The answer must be a word-for-word copy of the records below, with every picture left out.

**PROVIDED DATA:**
※

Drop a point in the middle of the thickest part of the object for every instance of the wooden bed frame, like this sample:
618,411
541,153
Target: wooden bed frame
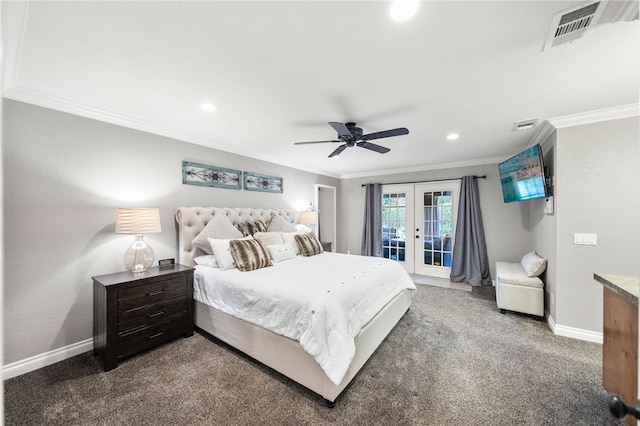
278,352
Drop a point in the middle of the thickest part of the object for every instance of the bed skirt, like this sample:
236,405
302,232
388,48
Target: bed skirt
286,356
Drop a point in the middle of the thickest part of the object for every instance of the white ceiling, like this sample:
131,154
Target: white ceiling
279,71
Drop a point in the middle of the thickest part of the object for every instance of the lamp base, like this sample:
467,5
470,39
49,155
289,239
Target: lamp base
139,256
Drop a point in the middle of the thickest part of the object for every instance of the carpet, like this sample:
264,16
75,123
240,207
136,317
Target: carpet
453,359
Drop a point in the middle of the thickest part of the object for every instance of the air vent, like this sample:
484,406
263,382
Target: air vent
525,124
573,23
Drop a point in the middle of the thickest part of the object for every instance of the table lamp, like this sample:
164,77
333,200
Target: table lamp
138,221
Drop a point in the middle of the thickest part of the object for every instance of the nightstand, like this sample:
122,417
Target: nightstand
136,312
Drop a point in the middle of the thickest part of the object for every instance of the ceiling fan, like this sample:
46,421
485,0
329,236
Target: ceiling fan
350,135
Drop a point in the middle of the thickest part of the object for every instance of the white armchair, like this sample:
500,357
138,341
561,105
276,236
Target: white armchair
518,287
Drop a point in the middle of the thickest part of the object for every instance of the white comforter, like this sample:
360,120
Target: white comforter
322,301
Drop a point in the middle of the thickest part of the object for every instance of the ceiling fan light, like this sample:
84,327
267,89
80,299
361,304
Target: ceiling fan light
453,136
402,10
209,107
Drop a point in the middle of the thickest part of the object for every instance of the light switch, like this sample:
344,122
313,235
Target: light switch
585,239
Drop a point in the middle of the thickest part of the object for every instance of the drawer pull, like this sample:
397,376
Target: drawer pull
153,336
157,314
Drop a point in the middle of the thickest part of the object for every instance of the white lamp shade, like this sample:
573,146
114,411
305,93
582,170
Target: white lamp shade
138,221
307,218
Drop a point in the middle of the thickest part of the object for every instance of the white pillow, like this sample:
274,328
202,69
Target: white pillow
280,224
289,237
206,260
222,253
219,227
281,252
268,238
533,264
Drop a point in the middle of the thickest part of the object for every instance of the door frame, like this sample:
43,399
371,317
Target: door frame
325,216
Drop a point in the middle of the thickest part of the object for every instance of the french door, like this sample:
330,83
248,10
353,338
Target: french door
418,225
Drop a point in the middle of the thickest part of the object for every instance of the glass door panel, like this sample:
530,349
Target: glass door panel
397,215
435,227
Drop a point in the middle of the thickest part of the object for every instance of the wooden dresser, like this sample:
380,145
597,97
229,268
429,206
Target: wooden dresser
620,338
136,312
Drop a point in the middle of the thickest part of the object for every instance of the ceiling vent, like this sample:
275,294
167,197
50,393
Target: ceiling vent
525,124
573,23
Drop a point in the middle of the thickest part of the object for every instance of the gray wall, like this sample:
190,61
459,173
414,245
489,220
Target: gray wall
64,177
506,225
543,228
597,185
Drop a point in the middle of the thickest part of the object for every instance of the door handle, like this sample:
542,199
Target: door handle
619,409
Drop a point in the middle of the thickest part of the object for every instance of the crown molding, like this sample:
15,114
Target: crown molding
14,18
33,97
427,167
606,114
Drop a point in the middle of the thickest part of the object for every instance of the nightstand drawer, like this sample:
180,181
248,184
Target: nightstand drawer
147,337
151,314
146,294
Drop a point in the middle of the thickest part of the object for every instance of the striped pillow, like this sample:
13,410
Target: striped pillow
308,244
250,228
249,255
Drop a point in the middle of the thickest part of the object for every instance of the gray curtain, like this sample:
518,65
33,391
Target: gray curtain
372,229
470,261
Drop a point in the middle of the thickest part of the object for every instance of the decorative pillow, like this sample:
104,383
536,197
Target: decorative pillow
268,238
207,260
533,264
280,252
289,237
250,228
222,253
219,227
309,244
249,254
280,224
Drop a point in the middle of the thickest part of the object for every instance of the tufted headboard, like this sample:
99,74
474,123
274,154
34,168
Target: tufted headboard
190,221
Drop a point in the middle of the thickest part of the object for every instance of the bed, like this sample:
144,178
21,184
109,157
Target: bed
289,350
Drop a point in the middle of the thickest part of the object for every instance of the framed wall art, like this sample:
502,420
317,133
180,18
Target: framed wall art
262,183
213,176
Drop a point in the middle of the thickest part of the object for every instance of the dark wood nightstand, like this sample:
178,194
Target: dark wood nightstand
136,312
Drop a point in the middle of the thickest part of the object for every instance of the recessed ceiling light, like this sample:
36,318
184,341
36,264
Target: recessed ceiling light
453,136
209,107
401,10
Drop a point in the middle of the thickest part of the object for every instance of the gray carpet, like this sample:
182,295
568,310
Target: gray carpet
452,360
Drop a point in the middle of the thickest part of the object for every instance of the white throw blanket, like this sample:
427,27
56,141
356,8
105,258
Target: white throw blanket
321,301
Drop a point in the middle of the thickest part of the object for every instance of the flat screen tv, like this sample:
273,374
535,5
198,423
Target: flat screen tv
522,176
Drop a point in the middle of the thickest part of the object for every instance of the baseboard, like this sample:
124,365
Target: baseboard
38,361
575,333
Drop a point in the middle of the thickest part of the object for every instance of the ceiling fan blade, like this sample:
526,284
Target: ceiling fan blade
338,150
304,143
341,129
374,147
385,134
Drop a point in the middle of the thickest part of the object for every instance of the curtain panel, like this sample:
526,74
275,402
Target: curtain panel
372,227
470,261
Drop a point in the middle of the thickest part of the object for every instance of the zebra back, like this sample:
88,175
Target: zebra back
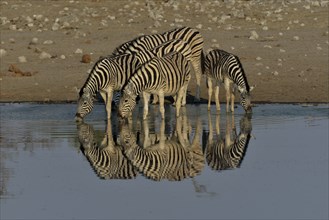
166,48
110,71
219,64
170,73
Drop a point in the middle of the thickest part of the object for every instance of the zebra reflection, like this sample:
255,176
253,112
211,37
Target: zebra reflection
227,152
107,159
172,158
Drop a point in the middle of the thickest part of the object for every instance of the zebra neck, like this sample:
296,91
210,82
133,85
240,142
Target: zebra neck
140,83
92,85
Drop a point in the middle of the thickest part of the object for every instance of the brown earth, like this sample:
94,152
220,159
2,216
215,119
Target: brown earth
288,62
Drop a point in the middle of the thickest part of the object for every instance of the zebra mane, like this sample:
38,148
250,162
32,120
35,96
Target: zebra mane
81,92
243,73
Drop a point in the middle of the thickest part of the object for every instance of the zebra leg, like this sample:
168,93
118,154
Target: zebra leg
184,97
196,63
161,103
107,97
209,85
232,98
227,85
155,99
217,98
180,95
146,99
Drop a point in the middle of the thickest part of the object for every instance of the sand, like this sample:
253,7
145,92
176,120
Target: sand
283,45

※

**TASK RESULT:**
Drop a point in the middle of the thickest part of the object for every instance of the wooden bed frame, like this sample:
618,411
541,153
Target: wooden bed frame
278,352
Drop a point in the middle of the thickest part of the object for every instance of the bed skirt, like this sample:
236,405
302,232
388,48
Target: bed skirt
286,356
Drop a point in the middle of the thickest part of the object for every instance of the white ceiling, like this sample:
131,154
Target: white ceiling
279,71
Drop a point in the middle of the thickest part of the object for every instance of the lamp base, like this sample:
467,5
470,39
49,155
289,239
Target: lamp base
139,256
Drop a point in the middle of the thickest part of the object for every instance of the carpet, like this sample:
264,16
75,123
240,207
136,317
Target: carpet
453,359
Drop a point in the middle of the thickest part of the object for every instance of the air vent, like this sample:
484,406
263,382
Target: air vent
525,124
573,23
Drop a point in the middle of the thickest part of the object for every instance of the table lamp, like this sample:
164,77
333,200
Target: table lamp
138,221
Drop a point in the middle of the thickest part of the object for every instance of the nightstand, like this sample:
122,417
Target: nightstand
136,312
Drop a point in the middle of the thickest part of the object for every instance of the ceiling fan, like this sample:
46,421
485,0
329,236
Target: ceiling fan
350,135
Drop a point in the middle of the thickest part of the object for every instance of the white armchair, like this sample:
500,357
138,341
561,105
276,236
Target: white armchair
518,287
Drop a point in the middle of the thickest part of the object for every instance of the white comforter, like this sample:
360,120
Target: white comforter
322,301
Drop a point in the middle of the thickest part of the object for every instance of the ceiling fan light, like this sample:
84,327
267,89
80,299
361,304
Target: ceiling fan light
453,136
402,10
209,107
Drop a point in the middle of the thickest part of the object for every instance of the light switch, like this sample:
344,122
313,235
Target: light switch
585,239
Drop a point in the middle of the thickest part of the object for every instance of the drawer pull, like this sample:
397,376
Target: drawer pull
153,336
157,314
Drop a point in the middle of the thickest part of the object for every instance of the white lamp shade, like this sample:
573,146
114,411
305,93
582,170
Target: white lamp shade
138,221
307,218
Drop a point in the middle of the thickest part of the object for every instance of the white pillow, like this sample:
274,328
202,69
Target: white pillow
280,224
289,237
206,260
222,253
219,227
281,252
268,238
533,264
Drop a point in the middle of the thickest part of the object for every instance of the door frame, like this sample:
43,399
371,317
Target: door frame
325,216
Drop a point in the middle of the thickest part of the object for every instance of the french door, like this sample:
330,83
248,10
353,338
Target: french door
418,225
Drop a point in the middle of the thickest part of the object for every instance of the glass door panel, like this sample:
530,349
Target: glass door panel
397,215
435,227
Drop a point in the middle of the thickest part of the object for every instance of the wooden dresser, like this sample:
380,145
597,97
229,268
429,206
Target: wooden dresser
620,338
136,312
Drop a point in the middle of the thickest part of the object for every instance of the ceiling vent, like this sample:
275,294
167,197
50,393
Target: ceiling vent
525,124
573,23
Drop a point in the middle of the thickest part of the object for every instance of the gray wall, like this sample:
190,61
459,173
414,245
489,220
Target: gray wall
64,177
506,225
543,228
597,185
Drop a point in the middle of the thickest part of the object for every instance of the door handle, like this sample:
542,199
Target: door handle
619,409
Drop a point in the middle of the thickest part of the object for every instance of the crown molding, like this sample:
15,114
Target: crown molding
14,18
33,97
427,167
606,114
Drop a point in the middle of the thickest part of the object for every instance of the nightstand drawer, like this sample:
180,181
248,184
Target: nightstand drawer
147,337
151,314
146,294
Drop a point in the middle of the thickest part of the object for every instance of the striped pillow, like this sample:
13,410
Target: striped pillow
308,244
250,228
249,255
Drop a point in the middle of the thickest part of the object for every instance of the gray curtain, like this sample:
518,65
33,391
Target: gray curtain
372,229
470,261
Drop a point in the middle of the thickest part of the object for every instance of the decorative pillow, like this sample:
104,383
536,197
Target: decorative pillow
268,238
207,260
533,264
280,252
289,237
250,228
222,253
219,227
309,244
249,254
280,224
Drop a point in the middle of the thickest part of the object for every instance of the tufted headboard, like this sample:
99,74
474,123
274,154
34,168
Target: tufted headboard
190,221
Drop a point in the middle of the thickest part of the object for every instance of the bed, like this sample:
144,178
21,184
109,157
Target: bed
289,350
Drop a point in the middle of the thickest part of the object for every instance of the framed wall art, like this sample:
502,420
317,133
180,18
Target: framed wall art
262,183
213,176
Drop a point in the middle of the thickest part of the object for every instance of the dark wood nightstand, like this sample:
178,194
Target: dark wood nightstand
136,312
Drop a point in the middle of the thickest part of the object for every instance of the recessed ceiling light, like this sample:
36,318
184,341
36,264
Target: recessed ceiling light
453,136
209,107
401,10
Drop a point in the middle of the thickest part of the object for every instance of the gray carpet, like this sample:
182,295
568,310
Target: gray carpet
452,360
Drop a point in the middle of the thickest part of the object for every instance of the white throw blanket, like this sample:
427,27
56,141
356,8
105,258
Target: white throw blanket
321,301
Drop a point in the middle of the thickest part of the object for every instance of the flat screen tv, like this sample:
273,374
535,5
198,423
Target: flat screen tv
522,176
Drop a point in the middle of the thickest part of the object for every instance of the baseboard, like this sample:
124,365
Target: baseboard
38,361
575,333
Drop a point in the middle of the thickest part of the object for every instance of the ceiling fan blade, like this sample:
526,284
Target: ceiling fan blade
338,150
304,143
341,129
374,147
385,134
Drop a point in the middle of the thickest part of the object for every instance of the curtain panel, like this sample:
526,74
275,402
Target: curtain panel
372,227
470,261
Drop a point in the middle of the thickest part of the object for every instance of the zebra back, like this sample:
88,175
Target: zebra back
166,48
110,71
219,64
170,73
Drop a point in the middle of the thickest part of the object for every instance of the zebra reflection, like this sample:
255,176
253,112
211,37
Target: zebra reflection
227,152
107,159
172,158
Drop a point in the middle of the thickest part of the object for every instance of the zebra neck, like this sample:
296,91
210,82
133,85
240,142
Target: zebra neck
140,83
92,85
Drop a point in the middle of the thickest part of the object for every instance of the brown earth, like this sample:
94,152
220,159
2,216
215,119
Target: brown earth
288,62
Drop a point in the middle of the thickest part of the object for every instance of the zebra mane, like this sample:
38,148
250,162
32,120
35,96
Target: zebra mane
81,92
243,73
Drop a point in the middle of the thickest part of the object for every instance of the zebra leg, like this sample:
168,93
118,154
Target: zebra leg
184,97
196,63
161,103
107,97
209,85
232,98
227,85
155,99
217,98
180,95
146,99
Drop a point in the middle of the thickest part of the object for every instance of the sand, like this sample:
253,7
145,92
176,120
Target: sand
283,45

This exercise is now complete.